* Provided data:
──────

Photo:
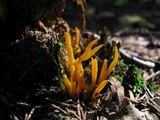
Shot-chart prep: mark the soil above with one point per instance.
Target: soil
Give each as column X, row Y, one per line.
column 29, row 87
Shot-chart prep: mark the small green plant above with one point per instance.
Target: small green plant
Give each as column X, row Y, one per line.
column 151, row 87
column 133, row 78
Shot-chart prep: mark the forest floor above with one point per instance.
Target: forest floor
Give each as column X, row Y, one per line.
column 32, row 35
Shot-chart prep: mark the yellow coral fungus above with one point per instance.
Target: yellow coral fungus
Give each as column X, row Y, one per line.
column 77, row 82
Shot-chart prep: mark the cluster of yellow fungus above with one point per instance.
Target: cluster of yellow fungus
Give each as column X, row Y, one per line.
column 76, row 83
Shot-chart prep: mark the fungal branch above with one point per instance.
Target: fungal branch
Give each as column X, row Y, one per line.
column 76, row 82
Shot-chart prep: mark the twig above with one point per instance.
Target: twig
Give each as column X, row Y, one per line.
column 148, row 91
column 153, row 107
column 152, row 75
column 136, row 59
column 27, row 117
column 60, row 103
column 57, row 107
column 72, row 112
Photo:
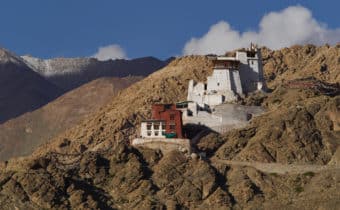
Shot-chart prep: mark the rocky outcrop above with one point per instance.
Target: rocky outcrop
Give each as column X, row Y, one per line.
column 92, row 166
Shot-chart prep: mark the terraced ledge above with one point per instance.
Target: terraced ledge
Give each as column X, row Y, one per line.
column 279, row 168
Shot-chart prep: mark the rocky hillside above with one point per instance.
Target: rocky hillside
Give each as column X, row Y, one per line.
column 20, row 136
column 92, row 165
column 70, row 73
column 21, row 89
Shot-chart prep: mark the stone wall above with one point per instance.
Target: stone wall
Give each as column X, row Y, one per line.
column 165, row 145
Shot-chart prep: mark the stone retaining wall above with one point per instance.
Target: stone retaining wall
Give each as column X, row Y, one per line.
column 165, row 145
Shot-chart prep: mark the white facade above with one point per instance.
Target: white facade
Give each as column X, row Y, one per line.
column 232, row 77
column 152, row 129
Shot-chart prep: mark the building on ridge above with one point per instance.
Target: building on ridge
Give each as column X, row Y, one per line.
column 232, row 77
column 166, row 122
column 163, row 131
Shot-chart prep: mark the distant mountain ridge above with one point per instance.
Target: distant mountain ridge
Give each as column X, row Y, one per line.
column 69, row 73
column 21, row 89
column 21, row 135
column 27, row 83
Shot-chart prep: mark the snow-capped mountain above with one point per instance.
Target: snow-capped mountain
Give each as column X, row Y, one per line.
column 69, row 73
column 21, row 89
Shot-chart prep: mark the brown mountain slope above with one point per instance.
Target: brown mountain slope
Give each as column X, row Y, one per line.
column 300, row 61
column 92, row 166
column 20, row 136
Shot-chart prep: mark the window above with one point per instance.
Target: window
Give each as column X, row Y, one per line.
column 148, row 126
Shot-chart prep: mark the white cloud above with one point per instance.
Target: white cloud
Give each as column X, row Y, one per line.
column 293, row 25
column 110, row 52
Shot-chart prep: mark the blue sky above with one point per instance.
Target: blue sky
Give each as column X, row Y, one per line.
column 77, row 28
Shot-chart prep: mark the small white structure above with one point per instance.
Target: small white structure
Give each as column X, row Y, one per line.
column 152, row 129
column 232, row 78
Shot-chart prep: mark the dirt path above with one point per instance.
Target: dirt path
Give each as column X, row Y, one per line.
column 278, row 168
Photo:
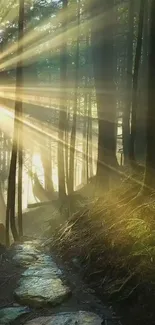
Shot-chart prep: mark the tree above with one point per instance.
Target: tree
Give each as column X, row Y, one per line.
column 73, row 130
column 103, row 62
column 149, row 179
column 17, row 145
column 63, row 106
column 135, row 83
column 126, row 112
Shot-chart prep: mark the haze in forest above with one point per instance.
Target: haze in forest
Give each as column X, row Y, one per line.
column 77, row 137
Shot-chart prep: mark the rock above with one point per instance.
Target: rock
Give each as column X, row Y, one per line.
column 37, row 271
column 8, row 315
column 23, row 259
column 41, row 291
column 72, row 318
column 26, row 248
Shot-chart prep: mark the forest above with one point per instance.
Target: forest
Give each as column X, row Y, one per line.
column 77, row 161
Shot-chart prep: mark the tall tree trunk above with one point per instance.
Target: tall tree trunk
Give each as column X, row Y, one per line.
column 17, row 146
column 126, row 113
column 18, row 107
column 103, row 62
column 135, row 83
column 66, row 151
column 149, row 179
column 73, row 130
column 63, row 110
column 90, row 138
column 84, row 136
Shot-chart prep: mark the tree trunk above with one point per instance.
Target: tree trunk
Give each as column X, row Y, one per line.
column 135, row 83
column 73, row 130
column 17, row 145
column 126, row 113
column 149, row 179
column 18, row 107
column 103, row 62
column 84, row 136
column 63, row 110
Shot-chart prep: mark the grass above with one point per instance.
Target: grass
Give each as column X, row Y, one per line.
column 113, row 239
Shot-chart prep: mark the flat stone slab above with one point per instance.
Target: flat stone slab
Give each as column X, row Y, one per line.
column 28, row 248
column 72, row 318
column 8, row 315
column 41, row 291
column 24, row 259
column 25, row 254
column 37, row 271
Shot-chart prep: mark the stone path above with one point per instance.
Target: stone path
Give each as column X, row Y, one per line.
column 44, row 296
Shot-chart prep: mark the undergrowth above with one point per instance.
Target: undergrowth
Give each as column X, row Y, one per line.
column 113, row 239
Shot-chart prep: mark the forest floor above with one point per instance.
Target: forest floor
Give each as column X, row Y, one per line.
column 111, row 240
column 106, row 251
column 17, row 260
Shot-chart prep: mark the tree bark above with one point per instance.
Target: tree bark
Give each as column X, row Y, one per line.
column 149, row 179
column 103, row 62
column 126, row 113
column 63, row 110
column 135, row 84
column 73, row 130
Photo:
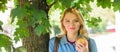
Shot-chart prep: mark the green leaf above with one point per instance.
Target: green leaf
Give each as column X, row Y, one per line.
column 22, row 31
column 1, row 25
column 49, row 1
column 116, row 5
column 40, row 29
column 3, row 6
column 5, row 41
column 18, row 12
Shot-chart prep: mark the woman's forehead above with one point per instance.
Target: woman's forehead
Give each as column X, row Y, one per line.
column 70, row 16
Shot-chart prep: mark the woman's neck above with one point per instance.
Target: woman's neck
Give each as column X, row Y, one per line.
column 72, row 36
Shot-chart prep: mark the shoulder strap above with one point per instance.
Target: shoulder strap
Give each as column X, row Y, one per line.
column 56, row 44
column 89, row 44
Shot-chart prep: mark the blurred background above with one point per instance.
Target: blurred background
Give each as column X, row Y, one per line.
column 106, row 34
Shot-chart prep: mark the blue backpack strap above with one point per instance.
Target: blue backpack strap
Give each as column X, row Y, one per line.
column 92, row 45
column 56, row 44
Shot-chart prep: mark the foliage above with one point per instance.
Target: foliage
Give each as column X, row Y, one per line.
column 29, row 16
column 3, row 5
column 5, row 41
column 1, row 25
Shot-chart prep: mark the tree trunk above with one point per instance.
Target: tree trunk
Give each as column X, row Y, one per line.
column 35, row 43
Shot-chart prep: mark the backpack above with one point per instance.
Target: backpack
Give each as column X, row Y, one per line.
column 57, row 41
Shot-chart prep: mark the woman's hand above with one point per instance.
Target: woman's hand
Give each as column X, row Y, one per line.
column 81, row 47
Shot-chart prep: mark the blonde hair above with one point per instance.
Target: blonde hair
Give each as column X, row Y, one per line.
column 82, row 31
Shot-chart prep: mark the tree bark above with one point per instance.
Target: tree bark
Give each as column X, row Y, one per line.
column 35, row 43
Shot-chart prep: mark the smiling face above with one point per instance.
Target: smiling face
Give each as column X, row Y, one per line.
column 71, row 23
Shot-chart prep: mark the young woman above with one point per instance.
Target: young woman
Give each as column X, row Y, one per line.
column 73, row 28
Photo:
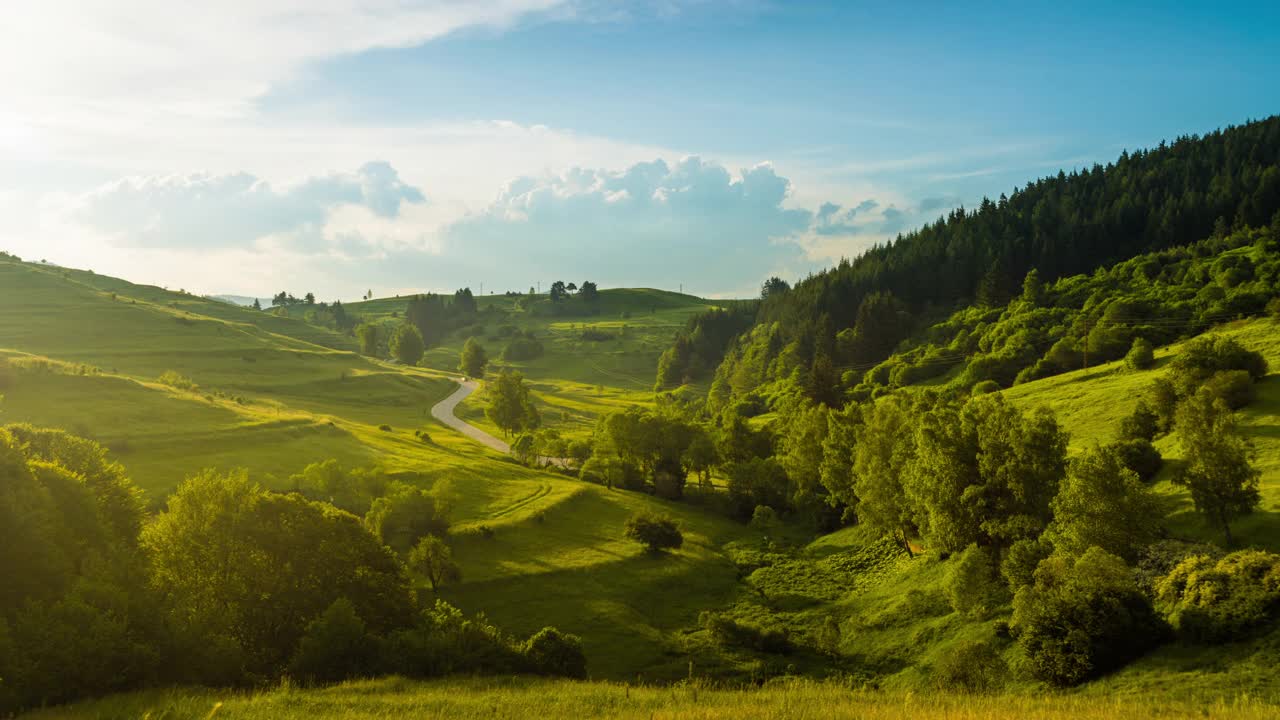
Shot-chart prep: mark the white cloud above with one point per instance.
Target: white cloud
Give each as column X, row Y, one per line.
column 236, row 210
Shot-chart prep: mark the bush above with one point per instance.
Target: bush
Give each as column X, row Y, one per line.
column 1143, row 423
column 972, row 586
column 984, row 387
column 522, row 349
column 1141, row 355
column 1234, row 387
column 1083, row 618
column 552, row 652
column 1019, row 564
column 177, row 381
column 1224, row 600
column 731, row 633
column 653, row 532
column 336, row 647
column 973, row 668
column 1139, row 456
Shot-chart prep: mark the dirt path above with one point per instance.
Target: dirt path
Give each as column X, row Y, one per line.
column 443, row 411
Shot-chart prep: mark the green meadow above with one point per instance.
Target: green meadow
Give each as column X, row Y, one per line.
column 526, row 697
column 273, row 393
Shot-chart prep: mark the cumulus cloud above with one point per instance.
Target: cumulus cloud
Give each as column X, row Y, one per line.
column 240, row 209
column 691, row 218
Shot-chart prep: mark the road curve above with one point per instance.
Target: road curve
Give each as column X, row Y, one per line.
column 443, row 411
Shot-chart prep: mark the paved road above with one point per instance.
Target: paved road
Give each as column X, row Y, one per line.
column 443, row 411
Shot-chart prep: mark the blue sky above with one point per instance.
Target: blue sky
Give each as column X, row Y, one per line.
column 410, row 145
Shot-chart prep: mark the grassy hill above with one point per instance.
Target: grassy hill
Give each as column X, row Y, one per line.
column 270, row 393
column 528, row 697
column 593, row 363
column 1091, row 404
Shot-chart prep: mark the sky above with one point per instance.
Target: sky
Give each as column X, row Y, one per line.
column 396, row 146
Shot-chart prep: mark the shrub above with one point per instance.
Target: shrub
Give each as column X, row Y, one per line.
column 1019, row 564
column 984, row 387
column 556, row 654
column 654, row 532
column 1235, row 388
column 334, row 647
column 1083, row 618
column 1143, row 423
column 731, row 633
column 972, row 586
column 972, row 666
column 1206, row 355
column 1141, row 355
column 1223, row 600
column 1141, row 456
column 1159, row 559
column 178, row 381
column 522, row 349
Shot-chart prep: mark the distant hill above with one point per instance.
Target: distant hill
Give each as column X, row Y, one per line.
column 242, row 300
column 1060, row 226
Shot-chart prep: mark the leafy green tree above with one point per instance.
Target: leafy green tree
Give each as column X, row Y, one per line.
column 510, row 406
column 800, row 452
column 474, row 359
column 654, row 532
column 242, row 565
column 973, row 584
column 1143, row 424
column 1221, row 600
column 757, row 482
column 883, row 450
column 1219, row 473
column 1141, row 356
column 405, row 515
column 368, row 336
column 984, row 474
column 336, row 646
column 553, row 652
column 433, row 559
column 406, row 345
column 773, row 286
column 1104, row 504
column 700, row 455
column 1082, row 618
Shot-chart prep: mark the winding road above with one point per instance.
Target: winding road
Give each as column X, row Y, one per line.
column 443, row 411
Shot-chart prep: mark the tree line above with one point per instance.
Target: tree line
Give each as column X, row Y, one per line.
column 1069, row 224
column 229, row 584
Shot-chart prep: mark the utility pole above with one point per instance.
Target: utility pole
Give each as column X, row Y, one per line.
column 1086, row 345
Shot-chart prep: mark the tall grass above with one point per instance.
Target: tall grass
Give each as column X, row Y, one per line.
column 524, row 697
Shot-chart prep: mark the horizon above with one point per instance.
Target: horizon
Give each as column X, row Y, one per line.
column 403, row 147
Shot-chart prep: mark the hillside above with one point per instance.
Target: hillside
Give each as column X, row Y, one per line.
column 593, row 361
column 86, row 352
column 526, row 697
column 855, row 314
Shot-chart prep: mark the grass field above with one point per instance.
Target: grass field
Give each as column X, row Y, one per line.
column 272, row 393
column 529, row 697
column 1091, row 404
column 576, row 379
column 85, row 352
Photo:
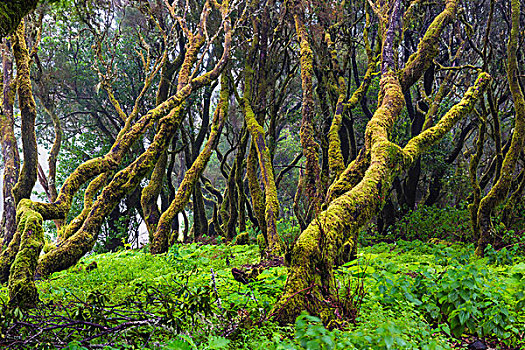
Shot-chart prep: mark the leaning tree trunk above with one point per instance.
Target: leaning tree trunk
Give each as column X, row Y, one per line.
column 499, row 191
column 12, row 12
column 310, row 282
column 9, row 149
column 161, row 236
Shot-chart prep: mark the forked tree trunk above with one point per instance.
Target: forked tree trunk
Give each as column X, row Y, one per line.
column 310, row 283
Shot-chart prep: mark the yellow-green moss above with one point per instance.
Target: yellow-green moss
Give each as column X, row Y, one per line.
column 22, row 289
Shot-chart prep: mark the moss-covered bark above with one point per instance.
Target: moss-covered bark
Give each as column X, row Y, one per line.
column 309, row 285
column 256, row 193
column 22, row 289
column 427, row 48
column 335, row 155
column 308, row 142
column 161, row 236
column 127, row 179
column 12, row 12
column 501, row 188
column 10, row 154
column 265, row 164
column 150, row 194
column 89, row 196
column 28, row 173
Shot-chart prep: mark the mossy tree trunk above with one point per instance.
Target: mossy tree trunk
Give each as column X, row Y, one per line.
column 500, row 190
column 168, row 113
column 310, row 283
column 312, row 172
column 28, row 173
column 10, row 154
column 12, row 12
column 161, row 236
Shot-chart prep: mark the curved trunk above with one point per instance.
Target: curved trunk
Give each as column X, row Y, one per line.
column 12, row 12
column 9, row 150
column 310, row 283
column 28, row 173
column 501, row 188
column 162, row 234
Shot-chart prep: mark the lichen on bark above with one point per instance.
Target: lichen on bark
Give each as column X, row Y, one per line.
column 500, row 190
column 160, row 241
column 22, row 290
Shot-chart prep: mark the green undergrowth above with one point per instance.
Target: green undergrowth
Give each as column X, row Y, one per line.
column 417, row 296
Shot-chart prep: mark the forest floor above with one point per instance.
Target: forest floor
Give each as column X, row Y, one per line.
column 414, row 295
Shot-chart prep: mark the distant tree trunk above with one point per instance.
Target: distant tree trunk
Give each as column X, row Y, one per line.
column 310, row 283
column 12, row 12
column 499, row 191
column 10, row 154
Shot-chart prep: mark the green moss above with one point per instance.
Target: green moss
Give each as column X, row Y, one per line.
column 12, row 12
column 159, row 244
column 22, row 289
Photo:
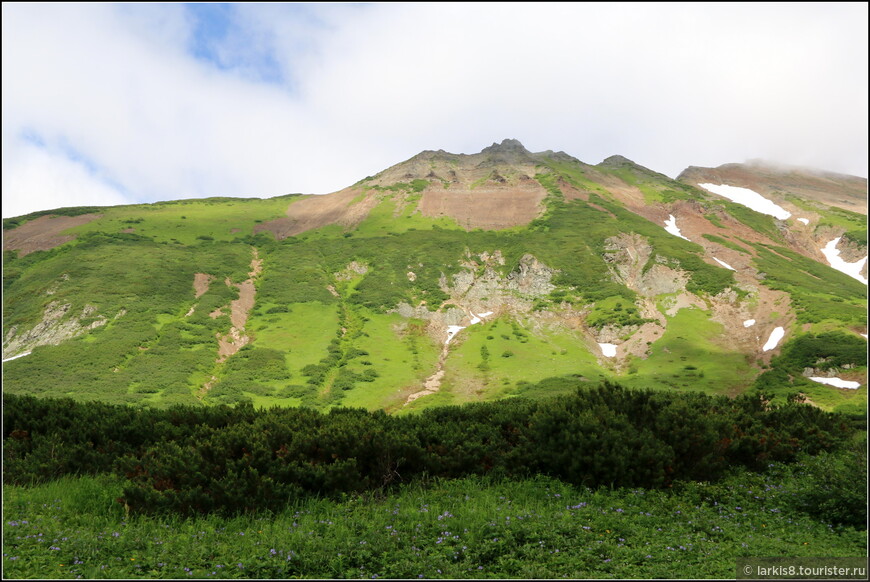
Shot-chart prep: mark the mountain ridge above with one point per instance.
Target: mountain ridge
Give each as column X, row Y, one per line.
column 461, row 276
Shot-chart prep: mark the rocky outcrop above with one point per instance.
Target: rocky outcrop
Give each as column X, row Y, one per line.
column 57, row 326
column 481, row 288
column 628, row 258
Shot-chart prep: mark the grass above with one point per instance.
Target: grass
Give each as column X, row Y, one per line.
column 186, row 221
column 687, row 357
column 511, row 346
column 469, row 528
column 402, row 354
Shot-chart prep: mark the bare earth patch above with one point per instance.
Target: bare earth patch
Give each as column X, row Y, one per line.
column 43, row 233
column 316, row 211
column 487, row 208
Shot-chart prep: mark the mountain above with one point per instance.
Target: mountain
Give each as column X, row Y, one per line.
column 451, row 278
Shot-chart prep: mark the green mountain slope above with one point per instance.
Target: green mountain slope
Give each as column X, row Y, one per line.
column 447, row 278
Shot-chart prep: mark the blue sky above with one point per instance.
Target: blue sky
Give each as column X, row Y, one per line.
column 120, row 103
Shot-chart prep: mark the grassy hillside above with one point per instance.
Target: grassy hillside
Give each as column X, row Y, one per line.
column 119, row 312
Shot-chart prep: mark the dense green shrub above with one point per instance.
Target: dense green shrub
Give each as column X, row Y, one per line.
column 188, row 459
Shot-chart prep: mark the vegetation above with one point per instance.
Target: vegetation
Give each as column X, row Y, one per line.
column 518, row 488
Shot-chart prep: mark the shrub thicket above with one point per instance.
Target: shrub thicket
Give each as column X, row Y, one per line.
column 189, row 460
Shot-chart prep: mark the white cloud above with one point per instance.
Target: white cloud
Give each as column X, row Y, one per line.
column 367, row 86
column 39, row 180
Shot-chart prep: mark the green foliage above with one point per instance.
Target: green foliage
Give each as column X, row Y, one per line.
column 538, row 528
column 222, row 459
column 726, row 243
column 818, row 291
column 832, row 490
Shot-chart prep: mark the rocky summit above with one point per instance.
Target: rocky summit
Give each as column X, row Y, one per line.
column 451, row 278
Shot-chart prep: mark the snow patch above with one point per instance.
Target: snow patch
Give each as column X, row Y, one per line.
column 774, row 338
column 478, row 318
column 748, row 198
column 832, row 253
column 28, row 353
column 724, row 264
column 609, row 350
column 452, row 330
column 837, row 382
column 671, row 227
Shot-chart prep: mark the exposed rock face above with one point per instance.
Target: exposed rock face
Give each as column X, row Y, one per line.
column 480, row 288
column 57, row 326
column 353, row 269
column 43, row 233
column 627, row 258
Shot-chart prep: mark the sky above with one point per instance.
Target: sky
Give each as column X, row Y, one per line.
column 106, row 104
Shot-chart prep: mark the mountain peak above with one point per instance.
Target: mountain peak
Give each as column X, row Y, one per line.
column 506, row 146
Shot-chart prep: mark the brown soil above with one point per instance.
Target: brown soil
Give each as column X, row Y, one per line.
column 840, row 190
column 488, row 208
column 313, row 212
column 233, row 341
column 43, row 233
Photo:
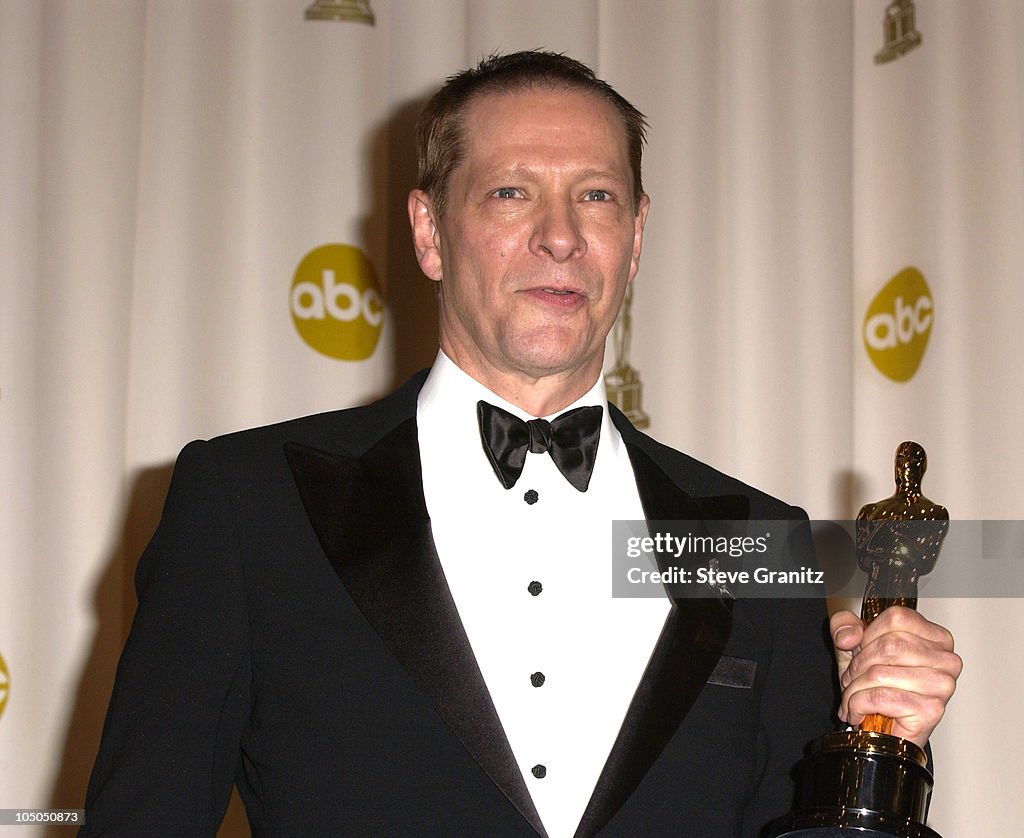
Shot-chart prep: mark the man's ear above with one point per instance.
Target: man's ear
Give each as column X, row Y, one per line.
column 426, row 238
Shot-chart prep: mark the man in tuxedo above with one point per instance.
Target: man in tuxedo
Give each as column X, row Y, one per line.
column 395, row 620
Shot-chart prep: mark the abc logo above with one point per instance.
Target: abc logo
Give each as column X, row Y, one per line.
column 336, row 302
column 898, row 324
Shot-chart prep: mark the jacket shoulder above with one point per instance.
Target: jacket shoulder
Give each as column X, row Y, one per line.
column 699, row 479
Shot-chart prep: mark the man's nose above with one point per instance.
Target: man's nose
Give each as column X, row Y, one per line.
column 557, row 233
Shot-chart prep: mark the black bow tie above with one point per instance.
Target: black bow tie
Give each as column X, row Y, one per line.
column 569, row 438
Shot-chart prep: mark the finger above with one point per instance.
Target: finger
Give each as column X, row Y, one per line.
column 914, row 699
column 900, row 650
column 899, row 619
column 846, row 629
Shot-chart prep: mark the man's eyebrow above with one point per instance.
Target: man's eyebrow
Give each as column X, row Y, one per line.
column 526, row 173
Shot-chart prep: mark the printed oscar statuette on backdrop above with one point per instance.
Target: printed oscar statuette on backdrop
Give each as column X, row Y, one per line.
column 866, row 782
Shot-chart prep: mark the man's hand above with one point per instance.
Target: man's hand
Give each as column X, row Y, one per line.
column 901, row 666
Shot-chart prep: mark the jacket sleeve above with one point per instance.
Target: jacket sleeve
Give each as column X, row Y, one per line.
column 180, row 701
column 800, row 698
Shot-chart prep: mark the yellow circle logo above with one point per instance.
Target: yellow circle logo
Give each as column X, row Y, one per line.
column 898, row 324
column 336, row 302
column 4, row 684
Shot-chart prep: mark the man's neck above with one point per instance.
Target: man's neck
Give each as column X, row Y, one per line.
column 541, row 395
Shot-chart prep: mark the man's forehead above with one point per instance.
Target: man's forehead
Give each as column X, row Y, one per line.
column 567, row 117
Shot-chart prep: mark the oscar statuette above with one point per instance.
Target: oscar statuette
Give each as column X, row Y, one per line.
column 868, row 782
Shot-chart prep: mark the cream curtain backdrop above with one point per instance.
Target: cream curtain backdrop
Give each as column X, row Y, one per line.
column 165, row 166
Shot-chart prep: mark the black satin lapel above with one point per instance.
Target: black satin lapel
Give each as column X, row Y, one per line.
column 691, row 642
column 371, row 518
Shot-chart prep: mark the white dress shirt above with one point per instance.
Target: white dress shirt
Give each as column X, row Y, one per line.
column 532, row 584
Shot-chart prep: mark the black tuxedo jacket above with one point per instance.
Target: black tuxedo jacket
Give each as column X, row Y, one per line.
column 295, row 636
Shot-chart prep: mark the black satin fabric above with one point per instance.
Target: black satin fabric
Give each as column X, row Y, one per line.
column 570, row 440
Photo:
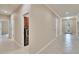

──────

* The task:
Output the records as a two-column CSV with the columns request and points, one row for each request, starting with the line with "Shot-chart prep: mark the distant hill" and going on through the line with "column 1082, row 618". Quote each field and replace line breaks with spaces.

* The output:
request,points
"Shot-chart prep: mark the distant hill above with one point per instance. Target: distant hill Give each as column X, row Y, one per line.","column 242, row 300 column 1060, row 226"
"Shot-chart prep: mark the leafy green tree above with one point per instance. Target: leafy green tree Give each as column X, row Y, one per line.","column 510, row 406 column 800, row 452 column 474, row 359 column 654, row 532 column 242, row 565 column 973, row 584 column 1143, row 424 column 1221, row 600 column 757, row 482 column 883, row 450 column 1219, row 473 column 1141, row 356 column 405, row 515 column 368, row 336 column 984, row 474 column 336, row 646 column 553, row 652 column 433, row 559 column 406, row 345 column 773, row 286 column 1104, row 504 column 700, row 455 column 1082, row 618"